__VORLIEGENDER TEXT__.
==========

Abendblatt-Geburtstagsserie mit den 75 wichtigsten Geschichten. Heute: der tragische Jahrhundertwinter 1978/79.
Zu mild für die Jahreszeit, etwas Regen – eigentlich herrscht am 28. Dezember 1978 im ganzen Norden typisches Hamburger Schmuddelwetter. Doch es braut sich etwas zusammen, das als Schneekatastrophe oder Jahrhundertwinter in die Geschichte eingehen wird.
In der darauffolgenden Nacht trifft ein stabiles Hochdruckgebiet über Skandinavien auf ein südliches Tiefdruckgebiet, das die arktische Luft geradezu aufsaugt. Innerhalb weniger Stunden fallen die Temperaturen auf bis zu 27 Grad minus. Orkanböen fegen über Norddeutschland hinweg. Schiffe frieren im Wasser fest. Es fängt an zu schneien – und wird für 86 Stunden nicht mehr aufhören.
Winter 1978/79: Als Hamburg und der Norden wochenlang im Schnee versanken
Der Wintereinbruch, über den sich anfangs noch viele freuen, wird schnell zur Tragödie. Der Norden versinkt im Schnee. Verwehungen türmen ihn teils bis zu sieben Meter hoch auf. Straßen sind nicht mehr passierbar, Strommasten brechen unter seinem Gewicht zusammen.
Am 29. Dezember rufen mehrere Landkreise in Schleswig-Holstein Katastrophenalarm aus. Grund ist zunächst noch nicht das Winterwetter, sondern die Ostsee. Denn zum Schnee- und Eissturm kommt ein schweres Hochwasser, das ganze Stadtviertel in Flensburg, Schleswig und Lübeck überschwemmt.

==========

__ERFASSTE INFORMATIONEN__.

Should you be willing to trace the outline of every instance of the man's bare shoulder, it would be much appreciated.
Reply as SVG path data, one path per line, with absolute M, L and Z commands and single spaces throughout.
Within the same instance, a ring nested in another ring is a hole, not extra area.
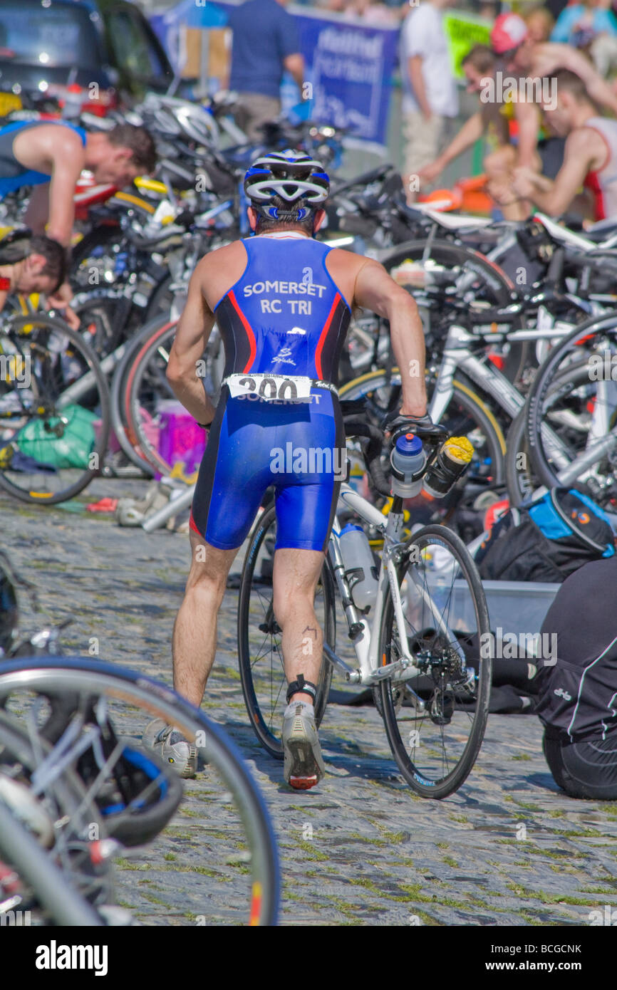
M 357 275 L 360 268 L 366 263 L 378 264 L 377 261 L 373 261 L 372 258 L 366 257 L 364 254 L 357 254 L 353 250 L 346 250 L 345 248 L 333 248 L 328 254 L 328 270 L 332 272 L 333 267 L 341 269 L 350 274 Z
M 247 249 L 242 241 L 234 241 L 204 254 L 195 265 L 193 277 L 197 278 L 210 309 L 236 284 L 246 267 Z
M 66 167 L 74 166 L 81 171 L 85 149 L 81 138 L 72 128 L 58 127 L 57 124 L 40 124 L 39 127 L 22 131 L 16 135 L 13 148 L 20 160 L 57 160 L 60 156 Z
M 222 248 L 216 248 L 204 254 L 196 265 L 195 271 L 208 273 L 218 269 L 221 265 L 234 265 L 238 262 L 242 262 L 243 266 L 246 265 L 247 248 L 242 241 L 233 241 L 229 245 L 223 245 Z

==========

__AUFGABENLISTE__.
**A.** Nenne alle Städte, in denen laut dem Text über den Jahrhundertwinter 1978/79 ganze Stadtviertel überschwemmt wurden.
**B.** Beantworte anhand des Textes über den Jahrhundertwinter 1978/79 folgende Fragen:
(i) Auf welchen Wert fallen die Temperaturen innerhalb weniger Stunden?
(ii) Wie lange hört es nicht mehr auf zu schneien?
(iii) An welchem Tag rufen mehrere Landkreise in Schleswig-Holstein Katastrophenalarm aus?
**C.** Schreibe den Abschnitt aus dem Text über den Jahrhundertwinter 1978/79 wortgetreu ab, von „In der darauffolgenden“ bis einschließlich „seinem Gewicht zusammen.“.

__LÖSUNGEN__.
**A.** Flensburg, Schleswig, Lübeck

**B.**
(i) Auf bis zu 27 Grad minus.
(ii) 86 Stunden.
(iii) Am 29. Dezember.

**C.**
In der darauffolgenden Nacht trifft ein stabiles Hochdruckgebiet über Skandinavien auf ein südliches Tiefdruckgebiet, das die arktische Luft geradezu aufsaugt. Innerhalb weniger Stunden fallen die Temperaturen auf bis zu 27 Grad minus. Orkanböen fegen über Norddeutschland hinweg. Schiffe frieren im Wasser fest. Es fängt an zu schneien – und wird für 86 Stunden nicht mehr aufhören.
Winter 1978/79: Als Hamburg und der Norden wochenlang im Schnee versanken
Der Wintereinbruch, über den sich anfangs noch viele freuen, wird schnell zur Tragödie. Der Norden versinkt im Schnee. Verwehungen türmen ihn teils bis zu sieben Meter hoch auf. Straßen sind nicht mehr passierbar, Strommasten brechen unter seinem Gewicht zusammen.